▸ **作業指示**
(a) 笠井誠一さんについての講演で、笠井さんが大学教授にふさわしく備えているとされるものをすべて挙げてください。
(b) 笠井誠一さんについての講演によると、笠井さんが創立当初から育てあげた大学はどこですか。
(c) 笠井誠一さんについての講演を、最後の文に続けて書き進めてください。

▸ **抜粋**
((

絵画への讃歌 (講演)    橋本博英
 
 

  人柄のこと

 笠井誠一さんは、その名の通り誠一筋(まことひとすじ)の、誠実で真面目な人柄です。
 大学教授にふさわしい指導力、統率力、そして片寄りのない良識の持ち主として愛知県立芸大を創立当初から育てあげた人格者です。これは衆目の認めるところであって、今更、僕が言葉にしなくても、彼の風貌に如実に表れています。
  しかし、笠井さんがただ真面目一方の堅物(かたぶつ)かと言えば、決してそうではない。そう単純には割り切れない、幅も奥行きもあるスケールの大きな人物なのです。その点は、一見しただけの見かけではわかりません。

))

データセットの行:
((

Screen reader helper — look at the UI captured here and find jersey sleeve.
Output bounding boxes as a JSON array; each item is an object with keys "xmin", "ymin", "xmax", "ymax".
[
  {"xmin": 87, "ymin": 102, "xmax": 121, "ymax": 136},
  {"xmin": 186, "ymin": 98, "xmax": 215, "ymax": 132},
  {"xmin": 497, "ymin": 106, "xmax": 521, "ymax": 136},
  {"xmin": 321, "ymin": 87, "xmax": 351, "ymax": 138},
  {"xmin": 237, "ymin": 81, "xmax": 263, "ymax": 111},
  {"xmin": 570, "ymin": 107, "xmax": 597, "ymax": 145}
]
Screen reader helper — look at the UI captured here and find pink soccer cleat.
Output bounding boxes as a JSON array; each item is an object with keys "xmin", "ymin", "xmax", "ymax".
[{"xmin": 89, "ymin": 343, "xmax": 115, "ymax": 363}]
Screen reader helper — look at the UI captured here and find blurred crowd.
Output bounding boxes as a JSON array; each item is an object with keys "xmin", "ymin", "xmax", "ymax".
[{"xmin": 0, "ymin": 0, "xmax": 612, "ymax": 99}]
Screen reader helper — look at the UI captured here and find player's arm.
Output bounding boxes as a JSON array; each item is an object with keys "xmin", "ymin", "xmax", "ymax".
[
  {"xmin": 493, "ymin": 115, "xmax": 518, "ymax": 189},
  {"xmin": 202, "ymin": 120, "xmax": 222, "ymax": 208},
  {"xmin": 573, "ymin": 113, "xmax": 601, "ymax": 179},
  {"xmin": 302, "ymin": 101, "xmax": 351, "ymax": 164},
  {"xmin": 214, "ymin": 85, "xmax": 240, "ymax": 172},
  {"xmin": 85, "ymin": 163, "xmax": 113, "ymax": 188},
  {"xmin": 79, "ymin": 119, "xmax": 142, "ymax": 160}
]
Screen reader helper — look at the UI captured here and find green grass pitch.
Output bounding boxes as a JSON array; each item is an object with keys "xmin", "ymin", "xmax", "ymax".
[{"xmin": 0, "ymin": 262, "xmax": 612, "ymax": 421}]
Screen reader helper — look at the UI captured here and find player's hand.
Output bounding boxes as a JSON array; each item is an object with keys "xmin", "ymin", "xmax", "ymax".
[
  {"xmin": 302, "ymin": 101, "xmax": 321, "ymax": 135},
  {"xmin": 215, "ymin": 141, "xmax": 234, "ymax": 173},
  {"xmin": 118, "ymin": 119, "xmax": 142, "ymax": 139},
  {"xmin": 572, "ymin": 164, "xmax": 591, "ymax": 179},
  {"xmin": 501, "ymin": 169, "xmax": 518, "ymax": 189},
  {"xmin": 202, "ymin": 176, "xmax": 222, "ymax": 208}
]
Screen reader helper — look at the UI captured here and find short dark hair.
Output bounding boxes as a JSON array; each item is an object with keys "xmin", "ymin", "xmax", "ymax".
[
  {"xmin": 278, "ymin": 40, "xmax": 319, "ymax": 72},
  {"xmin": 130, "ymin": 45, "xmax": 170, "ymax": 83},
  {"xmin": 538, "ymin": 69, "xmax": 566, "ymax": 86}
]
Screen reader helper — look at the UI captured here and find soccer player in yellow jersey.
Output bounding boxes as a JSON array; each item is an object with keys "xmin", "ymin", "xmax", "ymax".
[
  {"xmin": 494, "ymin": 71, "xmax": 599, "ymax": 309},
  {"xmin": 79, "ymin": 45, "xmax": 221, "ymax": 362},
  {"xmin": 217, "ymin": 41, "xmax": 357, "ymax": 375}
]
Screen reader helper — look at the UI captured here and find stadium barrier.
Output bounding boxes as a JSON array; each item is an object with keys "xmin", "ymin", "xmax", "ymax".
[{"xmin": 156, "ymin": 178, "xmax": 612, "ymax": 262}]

))

▸ **最終回答**
(a) 指導力、統率力、片寄りのない良識です。

(b) 愛知県立芸大です。

(c)
 例えば──これは付き合いの長い人は誰でも知っていることですが──真面目な絵画論など交わしている時、突然、とんでもないワイ談や卑猥な譬えが、真面目なままの彼の顔から飛び出したりします。みんな一瞬ポカンとするのを見て、彼は楽しそうにカラカラと笑うのです。これが、それまでの話と関係もない話だったらバカか気違いの所業ですが、彼のワイ談はそれまでの話を受けながら、絶妙なタイミングで堅過ぎる場に笑いを挿入するのです。しかも、見事に的を射た話になっている!!
  その例をひとつ挙げたいのですが、ちょっとこの場でははばかれるので止めにして、別の例を挙げましょう。
 これも、随分キタナイ話で大変恐縮なのですが、重要な話なので思い切ってお話しいたします。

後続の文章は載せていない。